Exercise details
Repeat the entries that appear below, exactly as they are given.
- - - - - - -
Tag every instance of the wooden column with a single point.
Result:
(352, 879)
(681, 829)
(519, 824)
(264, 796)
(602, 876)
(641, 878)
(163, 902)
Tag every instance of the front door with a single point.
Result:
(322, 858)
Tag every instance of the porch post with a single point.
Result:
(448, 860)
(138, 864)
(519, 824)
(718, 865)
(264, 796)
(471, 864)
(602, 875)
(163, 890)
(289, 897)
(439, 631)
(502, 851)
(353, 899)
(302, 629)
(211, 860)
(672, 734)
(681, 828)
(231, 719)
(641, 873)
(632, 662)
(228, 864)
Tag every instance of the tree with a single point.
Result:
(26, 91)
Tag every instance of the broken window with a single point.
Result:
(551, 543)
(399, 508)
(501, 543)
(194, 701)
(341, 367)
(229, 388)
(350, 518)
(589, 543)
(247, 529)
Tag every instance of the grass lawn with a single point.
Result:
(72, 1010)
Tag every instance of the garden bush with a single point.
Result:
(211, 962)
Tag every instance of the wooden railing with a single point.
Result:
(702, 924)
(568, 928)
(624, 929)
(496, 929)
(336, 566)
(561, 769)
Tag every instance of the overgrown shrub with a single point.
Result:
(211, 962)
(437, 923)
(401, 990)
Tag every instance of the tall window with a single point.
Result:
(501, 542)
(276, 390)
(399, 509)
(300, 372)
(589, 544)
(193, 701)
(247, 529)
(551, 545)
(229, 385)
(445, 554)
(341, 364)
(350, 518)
- - - - - - -
Reply
Tag every instance of the wooden column with a single point.
Result:
(352, 879)
(681, 829)
(519, 824)
(264, 796)
(602, 876)
(641, 878)
(163, 902)
Tag every instance of the front door with a single point.
Result:
(322, 858)
Tag every instance of the porch post with a single point.
Result:
(448, 860)
(138, 864)
(519, 824)
(718, 865)
(264, 796)
(471, 864)
(602, 875)
(163, 890)
(289, 897)
(439, 631)
(502, 851)
(353, 899)
(302, 629)
(211, 860)
(672, 734)
(681, 828)
(231, 719)
(641, 873)
(632, 662)
(228, 864)
Tag every instance of the tree with a single point.
Result:
(26, 91)
Tag every instance of the broken window with a single point.
Result:
(551, 543)
(399, 508)
(501, 543)
(194, 701)
(341, 367)
(229, 388)
(350, 518)
(589, 543)
(247, 529)
Tag every instance of the grass lawn with a single point.
Result:
(72, 1010)
Tag every instance of the garden bush with a single point.
Result:
(211, 962)
Tag every instance of the wooden railing with a single point.
Result:
(702, 924)
(568, 928)
(624, 929)
(496, 929)
(336, 566)
(561, 769)
Tag every instance of the overgrown shrub with a single point.
Result:
(211, 962)
(437, 923)
(401, 990)
Tag every instance of the tall window with a single point.
Result:
(501, 542)
(276, 390)
(399, 509)
(300, 372)
(589, 544)
(193, 701)
(247, 529)
(551, 545)
(229, 385)
(445, 554)
(341, 364)
(350, 518)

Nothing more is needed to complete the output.